▶ _TASK GOAL_
Please count how many lines in the entries below contain the string "clicks", treating case as significant, and give only that number.
Start of RECORDS SUPPLIED
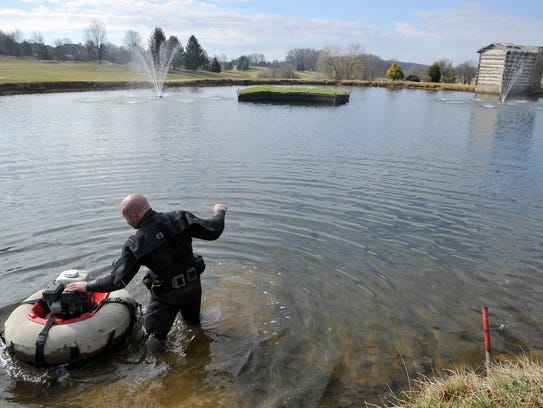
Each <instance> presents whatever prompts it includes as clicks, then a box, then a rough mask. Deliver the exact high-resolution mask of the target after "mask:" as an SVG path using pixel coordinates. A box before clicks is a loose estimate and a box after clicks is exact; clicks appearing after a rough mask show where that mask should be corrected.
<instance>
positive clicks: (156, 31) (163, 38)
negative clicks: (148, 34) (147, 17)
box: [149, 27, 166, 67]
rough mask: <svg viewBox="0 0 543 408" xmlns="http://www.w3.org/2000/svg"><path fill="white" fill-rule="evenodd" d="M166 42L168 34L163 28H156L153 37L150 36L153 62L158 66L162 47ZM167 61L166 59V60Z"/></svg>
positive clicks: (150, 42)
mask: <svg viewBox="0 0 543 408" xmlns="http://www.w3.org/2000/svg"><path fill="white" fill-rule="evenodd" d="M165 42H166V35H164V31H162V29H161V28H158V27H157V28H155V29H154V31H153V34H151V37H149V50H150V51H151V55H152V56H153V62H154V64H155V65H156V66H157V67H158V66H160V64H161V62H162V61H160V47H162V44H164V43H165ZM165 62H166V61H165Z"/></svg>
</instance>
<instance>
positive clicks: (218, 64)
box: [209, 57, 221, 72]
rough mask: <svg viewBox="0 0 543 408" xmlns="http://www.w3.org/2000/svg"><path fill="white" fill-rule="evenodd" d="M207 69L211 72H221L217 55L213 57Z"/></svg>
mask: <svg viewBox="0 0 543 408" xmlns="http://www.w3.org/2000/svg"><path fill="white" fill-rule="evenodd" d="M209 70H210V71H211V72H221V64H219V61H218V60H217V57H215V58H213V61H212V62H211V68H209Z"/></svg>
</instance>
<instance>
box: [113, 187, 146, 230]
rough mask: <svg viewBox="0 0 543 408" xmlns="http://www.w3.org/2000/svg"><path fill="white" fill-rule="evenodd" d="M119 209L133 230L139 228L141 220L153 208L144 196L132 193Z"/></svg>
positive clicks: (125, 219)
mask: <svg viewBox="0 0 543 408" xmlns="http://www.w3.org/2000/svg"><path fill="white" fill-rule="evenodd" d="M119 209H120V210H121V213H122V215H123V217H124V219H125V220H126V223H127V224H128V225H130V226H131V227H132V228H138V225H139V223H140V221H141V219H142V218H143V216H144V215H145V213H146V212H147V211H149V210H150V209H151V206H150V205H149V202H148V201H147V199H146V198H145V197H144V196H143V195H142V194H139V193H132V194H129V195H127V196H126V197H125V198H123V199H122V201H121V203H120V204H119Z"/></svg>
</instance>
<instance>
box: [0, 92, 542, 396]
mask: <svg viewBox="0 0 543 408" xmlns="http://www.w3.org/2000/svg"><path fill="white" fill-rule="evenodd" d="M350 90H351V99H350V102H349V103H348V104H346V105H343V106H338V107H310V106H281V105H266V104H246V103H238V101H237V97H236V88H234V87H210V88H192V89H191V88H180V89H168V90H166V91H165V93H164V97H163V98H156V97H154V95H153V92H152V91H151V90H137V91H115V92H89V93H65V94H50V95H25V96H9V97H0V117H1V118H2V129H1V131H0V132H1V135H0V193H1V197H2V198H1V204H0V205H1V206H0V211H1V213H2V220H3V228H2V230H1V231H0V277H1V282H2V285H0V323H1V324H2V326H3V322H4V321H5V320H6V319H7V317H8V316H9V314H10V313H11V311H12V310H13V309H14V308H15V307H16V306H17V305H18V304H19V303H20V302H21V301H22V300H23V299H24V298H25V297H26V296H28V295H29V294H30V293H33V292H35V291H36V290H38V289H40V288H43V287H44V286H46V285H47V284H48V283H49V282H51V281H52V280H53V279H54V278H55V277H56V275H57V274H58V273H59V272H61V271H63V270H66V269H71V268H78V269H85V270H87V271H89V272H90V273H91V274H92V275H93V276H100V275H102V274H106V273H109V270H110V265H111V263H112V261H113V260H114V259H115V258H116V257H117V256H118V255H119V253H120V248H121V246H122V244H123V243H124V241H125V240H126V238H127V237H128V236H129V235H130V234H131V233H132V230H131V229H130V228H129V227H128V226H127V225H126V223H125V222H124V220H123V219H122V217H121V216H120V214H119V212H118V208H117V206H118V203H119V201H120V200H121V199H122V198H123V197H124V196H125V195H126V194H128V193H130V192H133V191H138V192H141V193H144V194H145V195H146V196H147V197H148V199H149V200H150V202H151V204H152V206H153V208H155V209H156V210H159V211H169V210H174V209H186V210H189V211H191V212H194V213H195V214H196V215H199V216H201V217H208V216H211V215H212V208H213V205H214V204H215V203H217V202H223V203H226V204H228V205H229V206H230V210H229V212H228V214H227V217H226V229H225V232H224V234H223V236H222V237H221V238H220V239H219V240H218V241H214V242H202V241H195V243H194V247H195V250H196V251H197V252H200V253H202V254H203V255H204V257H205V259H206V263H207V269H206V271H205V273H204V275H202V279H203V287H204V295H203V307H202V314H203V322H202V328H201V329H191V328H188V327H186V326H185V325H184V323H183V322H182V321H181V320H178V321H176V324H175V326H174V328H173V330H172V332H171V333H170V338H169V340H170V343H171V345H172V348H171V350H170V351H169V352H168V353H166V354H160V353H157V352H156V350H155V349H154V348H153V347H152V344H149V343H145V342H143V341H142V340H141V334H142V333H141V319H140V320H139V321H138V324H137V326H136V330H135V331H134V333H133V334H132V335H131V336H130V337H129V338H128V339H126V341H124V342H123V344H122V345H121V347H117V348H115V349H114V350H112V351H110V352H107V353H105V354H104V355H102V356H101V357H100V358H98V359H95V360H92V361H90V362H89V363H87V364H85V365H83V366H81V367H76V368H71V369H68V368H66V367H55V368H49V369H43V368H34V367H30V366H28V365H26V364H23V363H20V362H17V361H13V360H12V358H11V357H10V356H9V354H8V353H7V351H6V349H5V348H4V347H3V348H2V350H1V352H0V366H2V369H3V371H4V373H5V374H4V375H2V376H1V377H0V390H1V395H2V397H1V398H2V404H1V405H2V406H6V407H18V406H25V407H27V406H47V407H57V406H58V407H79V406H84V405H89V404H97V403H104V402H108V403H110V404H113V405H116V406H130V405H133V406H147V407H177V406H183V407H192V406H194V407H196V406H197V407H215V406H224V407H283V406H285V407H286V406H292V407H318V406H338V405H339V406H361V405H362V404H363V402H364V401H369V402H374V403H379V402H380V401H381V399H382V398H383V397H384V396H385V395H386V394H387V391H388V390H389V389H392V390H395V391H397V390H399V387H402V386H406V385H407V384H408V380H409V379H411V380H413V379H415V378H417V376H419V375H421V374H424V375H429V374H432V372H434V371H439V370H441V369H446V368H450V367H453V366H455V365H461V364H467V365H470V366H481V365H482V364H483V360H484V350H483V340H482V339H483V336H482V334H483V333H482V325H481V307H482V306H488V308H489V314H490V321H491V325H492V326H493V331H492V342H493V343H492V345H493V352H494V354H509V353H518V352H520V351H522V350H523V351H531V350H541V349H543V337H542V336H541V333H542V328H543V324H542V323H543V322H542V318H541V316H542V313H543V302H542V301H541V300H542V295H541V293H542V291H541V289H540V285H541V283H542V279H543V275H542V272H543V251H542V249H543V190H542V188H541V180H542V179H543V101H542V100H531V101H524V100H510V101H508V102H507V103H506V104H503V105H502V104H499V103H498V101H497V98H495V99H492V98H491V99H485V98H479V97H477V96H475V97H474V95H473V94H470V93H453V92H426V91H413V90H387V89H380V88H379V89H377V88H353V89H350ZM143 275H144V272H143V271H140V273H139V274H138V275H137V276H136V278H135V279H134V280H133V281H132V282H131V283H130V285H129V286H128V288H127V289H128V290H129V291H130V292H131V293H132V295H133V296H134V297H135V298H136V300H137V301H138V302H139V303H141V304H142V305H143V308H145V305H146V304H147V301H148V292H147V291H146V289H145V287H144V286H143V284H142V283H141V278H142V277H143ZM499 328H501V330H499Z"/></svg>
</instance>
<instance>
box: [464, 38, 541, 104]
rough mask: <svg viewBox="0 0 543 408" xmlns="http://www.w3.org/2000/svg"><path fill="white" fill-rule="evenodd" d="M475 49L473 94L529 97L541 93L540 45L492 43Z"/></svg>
End of RECORDS SUPPLIED
▶ _TASK OUTPUT_
6